= Beginning of Section =

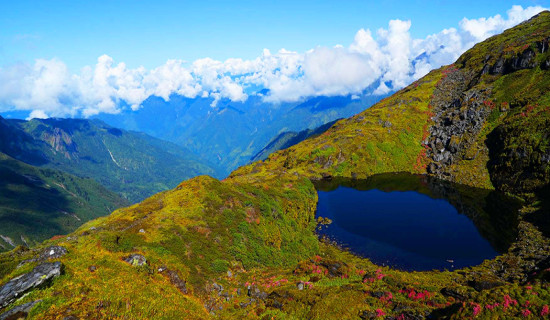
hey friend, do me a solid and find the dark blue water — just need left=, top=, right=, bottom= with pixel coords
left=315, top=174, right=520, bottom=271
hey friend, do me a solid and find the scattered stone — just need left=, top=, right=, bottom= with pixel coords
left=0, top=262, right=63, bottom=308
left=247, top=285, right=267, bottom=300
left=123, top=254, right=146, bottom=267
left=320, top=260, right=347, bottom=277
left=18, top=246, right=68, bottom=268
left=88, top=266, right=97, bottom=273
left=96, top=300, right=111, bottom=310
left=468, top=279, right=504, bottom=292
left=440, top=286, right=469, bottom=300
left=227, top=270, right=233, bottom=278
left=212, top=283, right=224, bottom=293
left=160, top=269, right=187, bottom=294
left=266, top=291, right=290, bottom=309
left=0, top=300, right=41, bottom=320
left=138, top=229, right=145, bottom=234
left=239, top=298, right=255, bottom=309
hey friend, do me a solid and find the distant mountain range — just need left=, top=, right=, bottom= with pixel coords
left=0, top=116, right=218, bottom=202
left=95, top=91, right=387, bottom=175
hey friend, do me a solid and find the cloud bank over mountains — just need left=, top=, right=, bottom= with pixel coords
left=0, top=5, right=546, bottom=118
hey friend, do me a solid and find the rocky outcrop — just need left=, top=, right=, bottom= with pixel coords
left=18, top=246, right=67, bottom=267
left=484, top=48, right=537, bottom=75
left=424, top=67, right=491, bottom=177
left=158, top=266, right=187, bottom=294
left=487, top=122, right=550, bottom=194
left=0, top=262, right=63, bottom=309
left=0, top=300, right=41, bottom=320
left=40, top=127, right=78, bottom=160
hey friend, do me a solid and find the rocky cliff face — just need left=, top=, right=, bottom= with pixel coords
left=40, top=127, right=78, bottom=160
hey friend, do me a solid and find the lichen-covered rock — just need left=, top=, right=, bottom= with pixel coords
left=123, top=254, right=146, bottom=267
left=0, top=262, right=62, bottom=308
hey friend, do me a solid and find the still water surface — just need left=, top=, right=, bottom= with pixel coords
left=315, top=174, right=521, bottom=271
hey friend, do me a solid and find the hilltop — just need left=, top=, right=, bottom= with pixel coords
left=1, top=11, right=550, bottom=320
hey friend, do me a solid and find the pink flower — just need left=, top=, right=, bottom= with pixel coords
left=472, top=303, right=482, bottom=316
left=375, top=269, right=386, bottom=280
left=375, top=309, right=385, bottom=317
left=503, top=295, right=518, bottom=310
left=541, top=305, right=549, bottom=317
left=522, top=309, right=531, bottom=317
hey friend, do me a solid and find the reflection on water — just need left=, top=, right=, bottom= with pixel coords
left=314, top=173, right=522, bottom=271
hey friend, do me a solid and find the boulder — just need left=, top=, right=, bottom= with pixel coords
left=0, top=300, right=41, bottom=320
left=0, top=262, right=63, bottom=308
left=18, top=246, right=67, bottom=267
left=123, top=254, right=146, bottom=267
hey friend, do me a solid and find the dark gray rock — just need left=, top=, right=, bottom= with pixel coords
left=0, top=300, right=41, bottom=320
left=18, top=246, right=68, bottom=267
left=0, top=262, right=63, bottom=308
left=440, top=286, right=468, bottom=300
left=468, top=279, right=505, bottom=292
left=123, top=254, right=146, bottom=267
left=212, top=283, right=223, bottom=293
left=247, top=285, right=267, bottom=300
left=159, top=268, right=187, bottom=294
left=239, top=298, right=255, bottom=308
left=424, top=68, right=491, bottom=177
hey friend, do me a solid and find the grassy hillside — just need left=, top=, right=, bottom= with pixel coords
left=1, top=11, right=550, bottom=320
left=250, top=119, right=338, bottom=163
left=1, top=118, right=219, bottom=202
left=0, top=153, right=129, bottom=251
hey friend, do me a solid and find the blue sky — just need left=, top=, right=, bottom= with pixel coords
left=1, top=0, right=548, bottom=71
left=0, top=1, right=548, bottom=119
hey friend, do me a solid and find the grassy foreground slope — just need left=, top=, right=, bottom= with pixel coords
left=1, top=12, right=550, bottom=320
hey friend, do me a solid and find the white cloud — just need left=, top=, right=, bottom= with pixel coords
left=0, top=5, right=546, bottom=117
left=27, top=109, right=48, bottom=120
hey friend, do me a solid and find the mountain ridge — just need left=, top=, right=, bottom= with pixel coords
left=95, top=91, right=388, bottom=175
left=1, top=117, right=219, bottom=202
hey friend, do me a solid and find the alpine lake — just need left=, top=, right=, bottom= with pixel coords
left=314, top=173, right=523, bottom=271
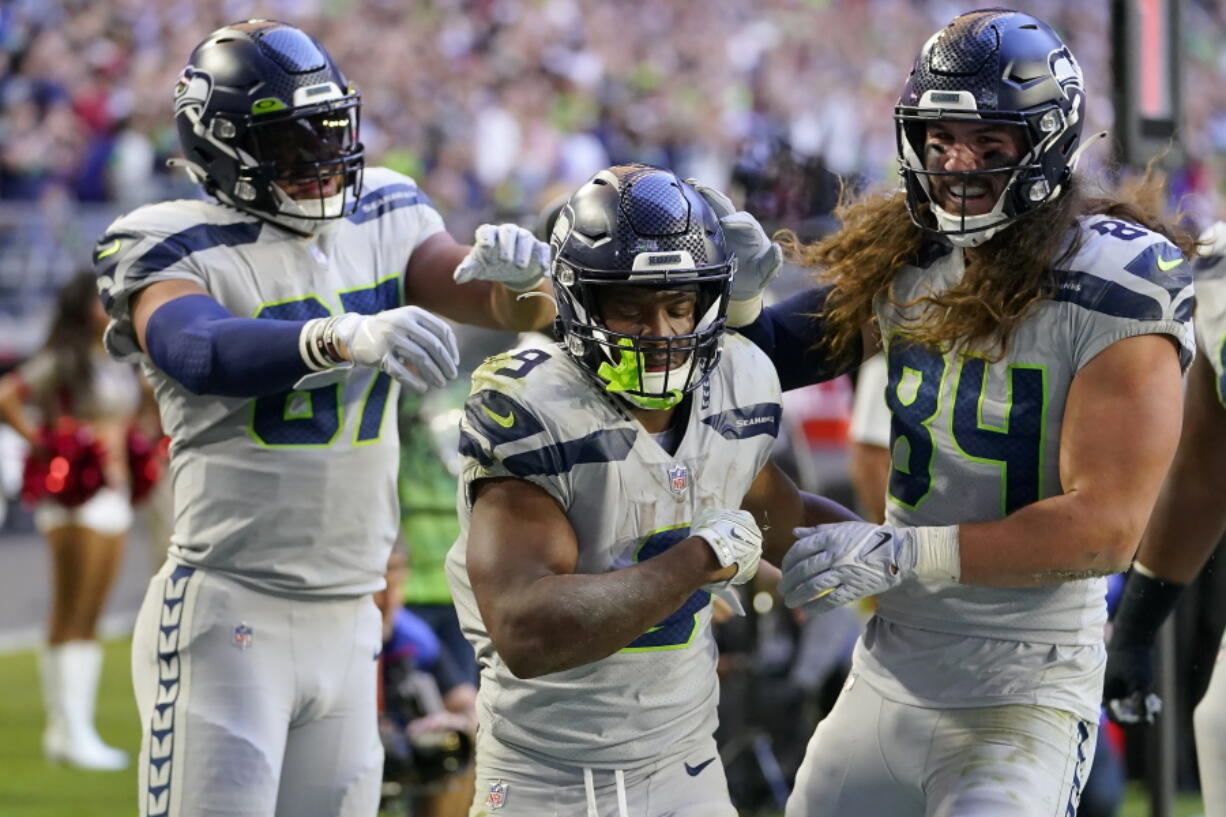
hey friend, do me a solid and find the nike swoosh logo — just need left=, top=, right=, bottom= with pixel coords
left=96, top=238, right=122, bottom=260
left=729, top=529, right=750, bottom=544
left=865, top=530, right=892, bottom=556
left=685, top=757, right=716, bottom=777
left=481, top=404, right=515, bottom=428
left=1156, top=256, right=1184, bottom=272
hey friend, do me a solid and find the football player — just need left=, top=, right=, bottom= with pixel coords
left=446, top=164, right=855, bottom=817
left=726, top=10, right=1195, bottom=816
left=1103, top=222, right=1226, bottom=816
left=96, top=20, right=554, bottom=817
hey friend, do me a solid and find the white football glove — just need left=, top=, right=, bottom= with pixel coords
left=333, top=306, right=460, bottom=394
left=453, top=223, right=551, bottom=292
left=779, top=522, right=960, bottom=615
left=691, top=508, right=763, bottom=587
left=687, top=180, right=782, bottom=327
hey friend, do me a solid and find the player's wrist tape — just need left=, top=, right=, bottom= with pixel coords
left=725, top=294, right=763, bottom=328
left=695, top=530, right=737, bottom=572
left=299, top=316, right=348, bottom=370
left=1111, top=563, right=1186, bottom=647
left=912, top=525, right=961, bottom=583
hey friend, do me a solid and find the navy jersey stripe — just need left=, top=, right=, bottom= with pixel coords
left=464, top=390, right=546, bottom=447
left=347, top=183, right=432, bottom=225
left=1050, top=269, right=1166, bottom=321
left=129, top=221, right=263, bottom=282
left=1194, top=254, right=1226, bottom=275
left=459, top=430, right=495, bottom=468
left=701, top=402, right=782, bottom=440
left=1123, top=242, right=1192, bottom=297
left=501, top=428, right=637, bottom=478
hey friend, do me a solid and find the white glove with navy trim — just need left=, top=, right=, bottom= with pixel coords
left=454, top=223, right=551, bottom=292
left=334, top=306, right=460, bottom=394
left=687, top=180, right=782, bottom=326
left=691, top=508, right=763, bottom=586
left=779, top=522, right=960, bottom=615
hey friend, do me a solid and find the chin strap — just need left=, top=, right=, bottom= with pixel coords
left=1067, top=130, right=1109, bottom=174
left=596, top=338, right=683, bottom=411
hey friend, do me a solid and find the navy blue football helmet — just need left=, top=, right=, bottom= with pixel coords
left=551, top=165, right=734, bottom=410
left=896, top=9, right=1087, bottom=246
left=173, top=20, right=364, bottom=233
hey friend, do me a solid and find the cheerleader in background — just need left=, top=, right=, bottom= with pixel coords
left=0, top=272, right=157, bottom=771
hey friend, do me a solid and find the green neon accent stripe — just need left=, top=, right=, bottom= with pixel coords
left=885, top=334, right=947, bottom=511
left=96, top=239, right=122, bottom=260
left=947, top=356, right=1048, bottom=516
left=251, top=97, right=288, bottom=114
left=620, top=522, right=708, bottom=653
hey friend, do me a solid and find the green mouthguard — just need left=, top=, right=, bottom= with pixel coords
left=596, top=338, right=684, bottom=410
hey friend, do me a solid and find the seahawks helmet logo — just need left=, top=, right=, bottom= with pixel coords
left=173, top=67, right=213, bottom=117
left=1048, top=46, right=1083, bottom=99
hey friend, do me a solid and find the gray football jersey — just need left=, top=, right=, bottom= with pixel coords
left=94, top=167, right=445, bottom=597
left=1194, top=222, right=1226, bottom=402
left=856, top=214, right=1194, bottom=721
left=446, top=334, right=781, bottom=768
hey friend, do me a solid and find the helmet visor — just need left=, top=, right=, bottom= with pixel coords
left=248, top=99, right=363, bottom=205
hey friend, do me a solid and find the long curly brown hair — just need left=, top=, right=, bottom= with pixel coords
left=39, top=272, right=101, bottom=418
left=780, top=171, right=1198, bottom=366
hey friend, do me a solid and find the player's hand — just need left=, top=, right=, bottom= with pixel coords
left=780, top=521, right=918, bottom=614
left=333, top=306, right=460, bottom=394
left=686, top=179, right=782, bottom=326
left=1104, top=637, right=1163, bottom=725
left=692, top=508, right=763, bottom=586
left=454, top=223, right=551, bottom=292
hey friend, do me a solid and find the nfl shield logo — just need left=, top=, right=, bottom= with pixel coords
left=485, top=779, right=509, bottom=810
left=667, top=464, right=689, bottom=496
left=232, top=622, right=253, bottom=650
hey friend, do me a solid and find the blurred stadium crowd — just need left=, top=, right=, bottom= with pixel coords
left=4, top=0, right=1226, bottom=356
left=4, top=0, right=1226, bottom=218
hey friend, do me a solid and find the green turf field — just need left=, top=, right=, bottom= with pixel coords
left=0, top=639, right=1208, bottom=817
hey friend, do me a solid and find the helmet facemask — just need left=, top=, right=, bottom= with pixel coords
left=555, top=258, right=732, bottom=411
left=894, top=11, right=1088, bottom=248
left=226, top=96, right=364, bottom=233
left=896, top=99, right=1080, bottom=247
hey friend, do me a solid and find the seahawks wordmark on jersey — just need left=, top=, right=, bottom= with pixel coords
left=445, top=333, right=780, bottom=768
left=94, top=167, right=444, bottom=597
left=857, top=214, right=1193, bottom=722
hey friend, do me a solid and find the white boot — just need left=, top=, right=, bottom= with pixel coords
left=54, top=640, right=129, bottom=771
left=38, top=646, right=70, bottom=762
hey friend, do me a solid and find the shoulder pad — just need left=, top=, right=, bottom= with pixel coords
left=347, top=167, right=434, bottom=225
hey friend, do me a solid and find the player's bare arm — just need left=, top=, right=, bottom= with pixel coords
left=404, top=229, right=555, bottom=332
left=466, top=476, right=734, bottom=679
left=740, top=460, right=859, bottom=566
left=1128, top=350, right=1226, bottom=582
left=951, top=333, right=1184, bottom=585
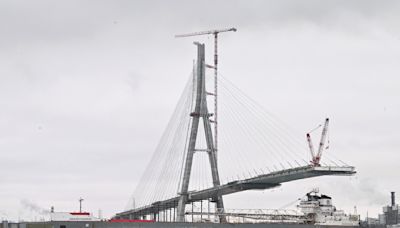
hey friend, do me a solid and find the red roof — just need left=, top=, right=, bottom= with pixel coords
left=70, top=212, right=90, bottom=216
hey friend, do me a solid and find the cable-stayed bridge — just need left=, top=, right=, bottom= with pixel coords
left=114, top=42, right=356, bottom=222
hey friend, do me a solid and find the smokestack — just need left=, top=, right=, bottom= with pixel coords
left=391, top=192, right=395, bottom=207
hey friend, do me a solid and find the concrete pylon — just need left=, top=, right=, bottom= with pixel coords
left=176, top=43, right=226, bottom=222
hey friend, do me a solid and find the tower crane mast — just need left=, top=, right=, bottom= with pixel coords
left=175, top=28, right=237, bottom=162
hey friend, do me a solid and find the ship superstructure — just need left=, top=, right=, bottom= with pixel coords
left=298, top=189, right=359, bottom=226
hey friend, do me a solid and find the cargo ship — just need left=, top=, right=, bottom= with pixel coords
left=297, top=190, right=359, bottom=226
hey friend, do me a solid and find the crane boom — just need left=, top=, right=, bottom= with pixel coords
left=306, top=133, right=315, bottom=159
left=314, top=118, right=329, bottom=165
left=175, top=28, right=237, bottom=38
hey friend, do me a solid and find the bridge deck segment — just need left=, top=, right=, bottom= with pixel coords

= End of Section =

> _Task details_:
Exactly the lines from the one containing "hey friend, do me a solid and find the cable-stayed" through the final line above, and only those, should be given again.

> _Response to this task_:
hey friend, do me a solid and find the cable-stayed bridge — just need left=, top=, right=, bottom= with pixel coords
left=114, top=42, right=356, bottom=222
hey friend, do me a solid and find the smokestack — just need left=, top=, right=, bottom= with pixel coords
left=391, top=192, right=395, bottom=207
hey friend, do me a solid and find the concrete pylon — just need left=, top=, right=, bottom= with pixel coords
left=176, top=43, right=226, bottom=222
hey friend, do me a solid and find the tower crane mast — just need left=, top=, right=, bottom= with pixel coords
left=175, top=28, right=237, bottom=162
hey friend, do me a solid and find the ship superstructure — just need left=, top=, right=, bottom= with pixel coords
left=298, top=189, right=359, bottom=226
hey friend, do me a solid and find the cargo ship — just need left=, top=, right=, bottom= with pixel coords
left=297, top=190, right=359, bottom=226
hey friend, do me a solid and find the crane boom — just need left=, top=, right=, bottom= with pixel coords
left=306, top=133, right=315, bottom=159
left=314, top=118, right=329, bottom=165
left=175, top=28, right=237, bottom=38
hey friend, do me a solid and find the bridge deck segment — just need left=, top=, right=, bottom= with pixel coords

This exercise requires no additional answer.